- Short exercise -
Could you carry the essay below about AD's untranslatable Nepali jokes forward, picking up right after its final sentence?

## START Text shown

One thing that stands out as particularly memorable from that summer was my friend AD’s laugh. It came from deep within and boiled over into a loud, room-filling echo. It’s very distinctive. In the dormitory you could always tell it was him laughing, and you heard him quite frequently. AD found many things funny, but he was also quite skilled at telling jokes, which would throw him into a fit of laughter as well. There was hardly a night at the dinner table that summer that he didn’t lapse into one long-winded Nepali joke or another and the three would erupt in endless giggles. I couldn’t help but feel left out.

“Come on, what’s so funny?” I’d ask.

“Oh, I wish you spoke Nepali, you won’t get it otherwise,” AD would answer while the other two wagged their heads in agreement.

“Can’t you just explain it? Try me!” I’d whine.

“Nope, it just won’t work. You won’t get it. It has to be in Nepali or it won’t be funny.”

Okay, maybe the laughter wasn't *this* hearty

Okay, maybe the laughter wasn't *this* hearty

I suffered through this for years. AD, the great joke teller, would crack one out at a party, and all the other Nepalis in the room would heartily laugh, and I’d be left in the dark, my language skills still not adept enough to understand the intricacies of the grammar and vocabulary chosen for this particular joke.

AD never wanted to translate the joke into English. He insisted it was pointless. It simply would not be funny in English and in fact it probably wouldn’t even make sense.

Then once we moved, I met AS at P’s graduate school. Shortly after meeting her I found out that one of the jobs she had back in Nepal was translating for a Danish organization. She would spend the day listening to people speak in Nepali and then simultaneously translate into English for her colleagues. I was immediately psyched when I heard this; one of the first thoughts that came to mind was, “I finally have someone to explain AD’s jokes!”

One night I told AS my story about AD and my years of not understanding or having the jokes explained. “One day,” I told her, “I’ll get the two of you together and you will have to promise me that you will explain his joke.”

## END Text shown
## START Data block

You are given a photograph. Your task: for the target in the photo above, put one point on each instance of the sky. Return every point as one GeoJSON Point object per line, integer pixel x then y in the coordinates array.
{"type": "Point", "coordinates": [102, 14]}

## END Data block

- Answer for this exercise -
I had my opportunity at a holiday party that I hosted whose invitees were probably half Nepali, half other nationalities. AD drove up from his home in another state to attend. As the party got underway, I knew it wouldn’t be long before he told one of his famous jokes, and I was ready for it. AS and I had positioned ourselves nearby when he launched into one and I had AS whisper me the quick translation. AD noticed what was going on and asked what we were doing.

“AS knows how to translate well! I’m tired of not understanding your jokes!”

“But I’ve told you, they don’t make sense in English, you won’t like it.” He insisted.

“I know that humor is cultural, but come on, if they are as funny as everyone says, I’m sure there has to be something there of the original humor, even in translation.”

So AD sighed and said fine. By this time everyone in the room seemed to be listening, Nepalis and non-Nepalis. So AD started a joke and when he finished AS laughed and started to translate, but as AD predicted,  it didn’t really make any sense. It wasn’t funny at all.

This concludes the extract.